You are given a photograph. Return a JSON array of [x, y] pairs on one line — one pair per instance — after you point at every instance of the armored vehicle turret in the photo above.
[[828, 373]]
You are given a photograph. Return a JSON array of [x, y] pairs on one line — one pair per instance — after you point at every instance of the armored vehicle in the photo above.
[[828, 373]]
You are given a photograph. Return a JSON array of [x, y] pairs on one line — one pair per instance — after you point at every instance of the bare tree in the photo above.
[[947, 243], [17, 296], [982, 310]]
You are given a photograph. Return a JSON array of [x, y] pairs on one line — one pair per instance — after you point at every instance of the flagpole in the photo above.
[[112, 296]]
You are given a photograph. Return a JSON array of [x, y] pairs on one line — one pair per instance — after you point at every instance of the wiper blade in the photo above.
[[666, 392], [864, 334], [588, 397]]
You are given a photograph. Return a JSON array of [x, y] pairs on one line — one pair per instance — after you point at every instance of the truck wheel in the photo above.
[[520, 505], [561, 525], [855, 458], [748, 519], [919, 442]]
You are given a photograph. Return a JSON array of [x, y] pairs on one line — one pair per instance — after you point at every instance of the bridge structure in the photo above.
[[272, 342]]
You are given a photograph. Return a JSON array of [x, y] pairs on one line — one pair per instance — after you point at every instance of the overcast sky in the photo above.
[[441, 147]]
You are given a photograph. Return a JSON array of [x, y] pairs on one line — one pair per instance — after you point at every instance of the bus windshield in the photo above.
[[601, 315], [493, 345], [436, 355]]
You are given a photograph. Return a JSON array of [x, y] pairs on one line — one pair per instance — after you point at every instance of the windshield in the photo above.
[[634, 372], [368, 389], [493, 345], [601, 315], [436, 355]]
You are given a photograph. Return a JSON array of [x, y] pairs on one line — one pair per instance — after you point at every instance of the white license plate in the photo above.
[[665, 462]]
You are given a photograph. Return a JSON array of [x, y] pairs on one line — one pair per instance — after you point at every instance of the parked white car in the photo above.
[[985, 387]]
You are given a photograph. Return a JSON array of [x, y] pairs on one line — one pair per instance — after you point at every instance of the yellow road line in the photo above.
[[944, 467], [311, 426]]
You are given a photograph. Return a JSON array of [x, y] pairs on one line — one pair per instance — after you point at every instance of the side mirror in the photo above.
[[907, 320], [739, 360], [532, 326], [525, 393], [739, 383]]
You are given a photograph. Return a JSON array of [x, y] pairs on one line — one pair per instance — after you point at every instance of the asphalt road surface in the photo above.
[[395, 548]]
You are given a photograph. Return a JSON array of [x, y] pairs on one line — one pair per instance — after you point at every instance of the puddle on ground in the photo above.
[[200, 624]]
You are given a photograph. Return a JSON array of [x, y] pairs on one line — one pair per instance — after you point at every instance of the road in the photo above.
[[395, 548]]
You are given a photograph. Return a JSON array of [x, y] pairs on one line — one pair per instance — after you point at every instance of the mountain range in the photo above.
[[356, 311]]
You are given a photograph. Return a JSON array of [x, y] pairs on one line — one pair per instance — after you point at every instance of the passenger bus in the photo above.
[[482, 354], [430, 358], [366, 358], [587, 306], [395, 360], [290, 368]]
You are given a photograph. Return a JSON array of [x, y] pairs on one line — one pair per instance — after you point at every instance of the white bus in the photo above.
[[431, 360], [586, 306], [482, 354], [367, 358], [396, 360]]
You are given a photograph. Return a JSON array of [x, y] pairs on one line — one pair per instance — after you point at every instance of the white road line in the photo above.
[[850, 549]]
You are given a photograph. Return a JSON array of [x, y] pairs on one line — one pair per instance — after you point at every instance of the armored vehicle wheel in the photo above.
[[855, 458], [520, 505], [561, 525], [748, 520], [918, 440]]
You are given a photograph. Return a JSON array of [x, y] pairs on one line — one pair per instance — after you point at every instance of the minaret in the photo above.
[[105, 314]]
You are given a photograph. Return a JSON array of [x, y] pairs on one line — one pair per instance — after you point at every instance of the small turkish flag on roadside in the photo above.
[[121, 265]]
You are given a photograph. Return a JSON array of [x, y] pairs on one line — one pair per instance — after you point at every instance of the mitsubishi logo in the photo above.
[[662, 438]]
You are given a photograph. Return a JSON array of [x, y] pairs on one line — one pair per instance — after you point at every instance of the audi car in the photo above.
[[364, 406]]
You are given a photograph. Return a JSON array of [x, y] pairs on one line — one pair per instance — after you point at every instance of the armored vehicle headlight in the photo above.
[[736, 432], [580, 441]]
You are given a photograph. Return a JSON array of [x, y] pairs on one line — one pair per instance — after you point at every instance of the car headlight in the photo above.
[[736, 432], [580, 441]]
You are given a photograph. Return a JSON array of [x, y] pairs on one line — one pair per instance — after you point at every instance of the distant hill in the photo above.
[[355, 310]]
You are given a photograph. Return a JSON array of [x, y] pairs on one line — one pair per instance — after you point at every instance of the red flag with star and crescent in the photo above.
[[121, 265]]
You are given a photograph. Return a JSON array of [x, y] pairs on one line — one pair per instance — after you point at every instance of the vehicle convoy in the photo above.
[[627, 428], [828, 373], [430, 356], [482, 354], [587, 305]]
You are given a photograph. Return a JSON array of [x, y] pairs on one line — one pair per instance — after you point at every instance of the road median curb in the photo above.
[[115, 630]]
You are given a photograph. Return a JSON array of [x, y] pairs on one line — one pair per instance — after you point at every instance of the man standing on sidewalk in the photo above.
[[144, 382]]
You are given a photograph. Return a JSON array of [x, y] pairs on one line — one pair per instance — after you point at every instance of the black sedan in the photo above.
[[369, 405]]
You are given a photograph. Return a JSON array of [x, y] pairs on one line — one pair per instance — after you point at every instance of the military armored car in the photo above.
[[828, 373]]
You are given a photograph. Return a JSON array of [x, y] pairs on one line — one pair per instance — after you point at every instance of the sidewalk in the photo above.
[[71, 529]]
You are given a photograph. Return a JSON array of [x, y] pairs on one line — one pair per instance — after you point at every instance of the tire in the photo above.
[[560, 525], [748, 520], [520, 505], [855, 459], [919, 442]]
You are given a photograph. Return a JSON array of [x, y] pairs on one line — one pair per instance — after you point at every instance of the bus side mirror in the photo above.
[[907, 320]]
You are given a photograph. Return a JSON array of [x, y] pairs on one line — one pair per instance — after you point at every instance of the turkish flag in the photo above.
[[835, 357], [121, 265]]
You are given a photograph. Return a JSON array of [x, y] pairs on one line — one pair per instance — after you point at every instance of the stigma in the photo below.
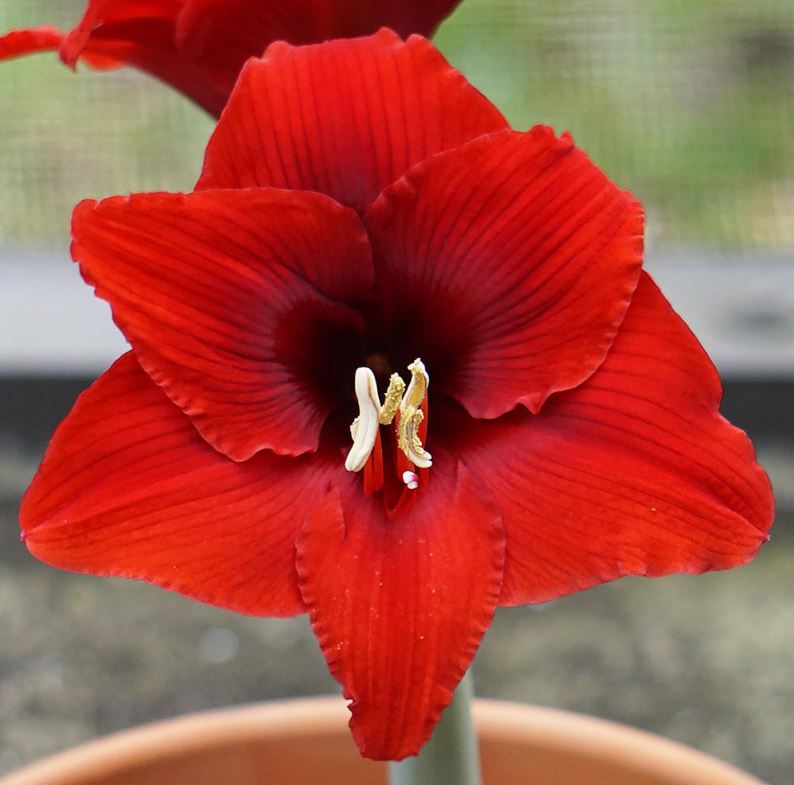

OBJECTIVE >> Rewrite every record above, swapping the word "photograph" for "still image" and leaving everything else as it stands. Omit the pictures from your answer.

SOLUTION TO THIS PROBLEM >>
You are given a still image. Return a JSON array of [x, y] pairs on one line — one pair per instance — after you point at every instance of the armored vehicle turret in the photo above.
[[828, 373]]
You are given a still image. Return a JSON array of [x, y] pairs on one line — one pair per instance — after you point at every instance of the armored vehicle in the photo above.
[[828, 373]]
You are given a still image. Return a JSON array of [x, y] pairs on one line — one pair per instance — after you point at every instance of the bare tree in the photo above.
[[947, 243], [17, 296], [982, 310]]
You are given a still image. Return a JSON array of [x, y] pairs on one line — one pair per instance — after you point at every instance of the flagpole in the photo above.
[[112, 296]]
You are given a still image. Return a JSON array of [x, y] pairs on one line — one pair per instance — after you point at every instance of the wiper blade in the photo above.
[[666, 392], [864, 334], [588, 397]]
You are given a still image. Return a JSON array of [x, y] pairs on one line — one pair per instance — after you point at every instance of the truck wheel in the photo above.
[[520, 505], [561, 525], [855, 458], [748, 519], [919, 442]]
You are given a still image. Return a JSON array of [x, y] pairs on one line — one pair per instance — after you point at every instance of the bridge structure in the photo above.
[[272, 342]]
You are given a still image. Return a JSON array of [x, y] pairs on one line — one pair per instance — after you point at every instance of the overcast sky in the photo above.
[[441, 147]]
You are given a still image. Return a JSON array of [x, y] pairs on one line — one pair per instance — after you point at every instance of the bus windshield in the photo above.
[[601, 315], [493, 345], [436, 355]]
You are given a still image. Return a JSON array of [x, y] pairs on one line — one pair per instance — after you point at every instance of the windshield in the photo above.
[[634, 372], [368, 389], [493, 345], [601, 315], [436, 355]]
You are given a still image. Return a JSON array of [x, y] pairs on one line — one pair per instance — after you point at every instance of the white license plate in the photo above.
[[665, 462]]
You are given a still image. Return a JSON array of [x, y] pairs on one line — one pair per instance — after you point at every instance of the parked white car in the photo above.
[[985, 387]]
You are given a still image. Return a JSON array of [x, y] pairs on one line — one pair per instance — after you point at every instance of the yellow road line in the photo above.
[[944, 467], [311, 426]]
You are given a still image. Return a JSON array of [x, y] pairs on one line — one pair per instance — after you point at every instance of the side mirror in the photo above.
[[907, 320], [739, 360], [532, 326], [525, 393], [739, 383]]
You are given a still image. Return a JSON array of [x, y] pairs on one line — one pair per instance — after you point at every instance of the asphalt road surface in the photo above.
[[395, 548]]
You are given a still image. Return a JSON array of [x, y] pairs on one line — one pair per instance — after you point at every instance of the puddle on ground in the photo above.
[[200, 624]]
You are given a still image. Return a JSON array of [x, y] pairs on one line — one pair per instance — after you point at every instance of the road in the photo above.
[[395, 548]]
You are given a still image. Return a JSON array of [x, y] pairs on one line — one pair per instance — after you point at every instance of the mountain range in the photo above.
[[356, 311]]
You are given a still image. Return a JSON array of [x, y] pairs on one line — one pair per instance — after you point at every instance of the passenger bus in the photo above.
[[482, 354], [430, 358], [366, 358], [587, 306], [395, 360], [290, 368]]
You are given a still image. Return a JSON array of [x, y] pairs on one line — one pair per instance — after you point at every instance of the white bus in the photo above.
[[431, 360], [586, 306], [482, 354], [367, 358], [396, 360]]
You are given a still image. Return a JSON array of [x, y] pairs on one line — one pair per instance — after you point at every instance of the white road line in the photo above.
[[850, 549]]
You are given a still image. Return a JSON array of [x, y] pairs on one line — one pair per instance — after you point at every instance of the armored vehicle wheel in the photo above.
[[855, 458], [520, 505], [561, 525], [748, 520], [918, 440]]
You are given a still image. Return a JSON array of [x, y] pairs on one line — one pair per instance — after you point at every instance of the minaret in the photo above.
[[105, 314]]
You are given a still image. Return a JSON array of [x, y] pairs on one line — one pair per instance — after you point at every instance of the small turkish flag on roadside in the photo above.
[[121, 265]]
You are given a still image. Return a JSON array of [x, y] pairs on one line — one pair per instance — after you point at every instance of the mitsubishi logo in the photo above.
[[662, 438]]
You are given a still image. Return a JSON array of [x, y] pairs on one line — one pair per instance — after you point at every instance of the audi car in the photo above.
[[364, 406]]
You are given a still image. Return a JSON array of [x, y] pairs on one line — one pair per instance — after you point at every instance of the armored vehicle headlight in the photo above.
[[736, 432], [580, 441]]
You are given a still image. Return a JSON array of [x, y] pairs on one line — one pair per instance — after you point at every instance of the car headlight in the photo above.
[[736, 432], [580, 441]]
You are given a still image. Return a JSON array of [x, y] pairs on one line — one pair per instance — after you point at every instance of the distant hill in the photo above.
[[355, 310]]
You are given a still image. Return a JSON array of [x, y] pairs on one line — one pair per instance — after you point at every instance of the red flag with star and crescent in the photo above.
[[121, 265]]
You are given a still image. Return a JSON array of [x, y] pairs on one line — one pair per instance — after you point at every instance of the vehicle convoy in the photo above.
[[627, 428], [828, 373], [430, 356], [482, 354], [587, 305]]
You are given a still image. Return a JSON array of [x, y] pairs on one line — one pair per instance — after you point at every instance of the road median curb in the photo above.
[[115, 630]]
You are given a still image. Return a JSON array of [x, y] pairs on one line — one pair per instance — after you point at every instance of the man standing on sidewalk in the photo above.
[[144, 382]]
You are given a still image. Return a JSON array of [x, y] pairs on one line — one pair per instance — after you point at every instance of the black sedan in the photo above.
[[369, 405]]
You are given a still image. Return a JSON array of [x, y] pairs on one line — one pair per instance — after you point at every instance of the military armored car in the photo above.
[[828, 373]]
You are given a still image. Return a JSON array of [x, y] pairs on one line — one pair per instance — after you point at every instance of the sidewalk in the photo above.
[[71, 529]]
You are given a still image. Return a JSON array of [x, y] pairs on one line — one pair per instance — after you point at every instance of the tire in the photo above.
[[560, 525], [748, 520], [520, 505], [855, 459], [919, 442]]
You are given a still image. Return a JSON array of [x, y] pairs on one line — one pair per instance — after you point at every instance of the bus side mirror in the photo above.
[[907, 320]]
You are given a still image. Return a JSON array of [x, y] pairs on one line — one pair per instance — after you point at every instance of the turkish flag in the photo above.
[[835, 357], [121, 265]]
You are given a still image. Return a JSON array of [x, y] pairs on one line — one pair per instance — after you point at every instance of the stigma in the photo below.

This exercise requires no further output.